▶ [Text]

If you have ever lost someone you loved, you know the feeling of seeing the world through a bank teller’s glass. You observe other people laughing and enjoying their day, but you are apart from them, separated by a thick, bulletproof barrier. You wonder how they can savor that plate of pasta or play music that loud, given what’s happened.
Normally the experience is isolating, but in our new coronavirus world, we’re all on the same side of the glass. Every day, we are in contact with the suffering of others. Even if you don’t know anyone who has died, or have a loved one who you are worried will die, you have read about the growing number of deaths in America. If you are like me, your mind can’t help but imagine the people at the other end of those numbers. Today a woman became a widow. A daughter never got to say goodbye to her father. A son answered his mother’s request for a blanket, the last words she would ever say to him. For many thousands, today will be one of the hinge points of their life; everything will be defined as either “before” or “after.”
The blast radius of a single death is bigger than we might think. There are the neighbors who burn a candle in the window in solidarity with the family fretting the phone call that might come in the night. There is the retiree who has lost a bridge partner. The nurses and doctors fighting this virus have to shoulder the emotional load for every call to frantic relatives looking for a sign of hope. They also have to deliver the bad news.

▶ [Data section]

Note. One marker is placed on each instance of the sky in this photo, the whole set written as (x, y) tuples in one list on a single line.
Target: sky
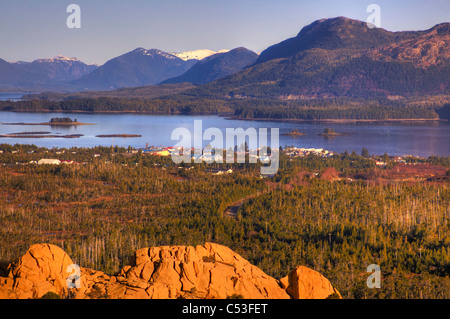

▶ [What to work on]
Return the entire passage about grief in the coronavirus era word for word, from its first sentence to its last.

▶ [Solution for this problem]
If you have ever lost someone you loved, you know the feeling of seeing the world through a bank teller’s glass. You observe other people laughing and enjoying their day, but you are apart from them, separated by a thick, bulletproof barrier. You wonder how they can savor that plate of pasta or play music that loud, given what’s happened.
Normally the experience is isolating, but in our new coronavirus world, we’re all on the same side of the glass. Every day, we are in contact with the suffering of others. Even if you don’t know anyone who has died, or have a loved one who you are worried will die, you have read about the growing number of deaths in America. If you are like me, your mind can’t help but imagine the people at the other end of those numbers. Today a woman became a widow. A daughter never got to say goodbye to her father. A son answered his mother’s request for a blanket, the last words she would ever say to him. For many thousands, today will be one of the hinge points of their life; everything will be defined as either “before” or “after.”
The blast radius of a single death is bigger than we might think. There are the neighbors who burn a candle in the window in solidarity with the family fretting the phone call that might come in the night. There is the retiree who has lost a bridge partner. The nurses and doctors fighting this virus have to shoulder the emotional load for every call to frantic relatives looking for a sign of hope. They also have to deliver the bad news.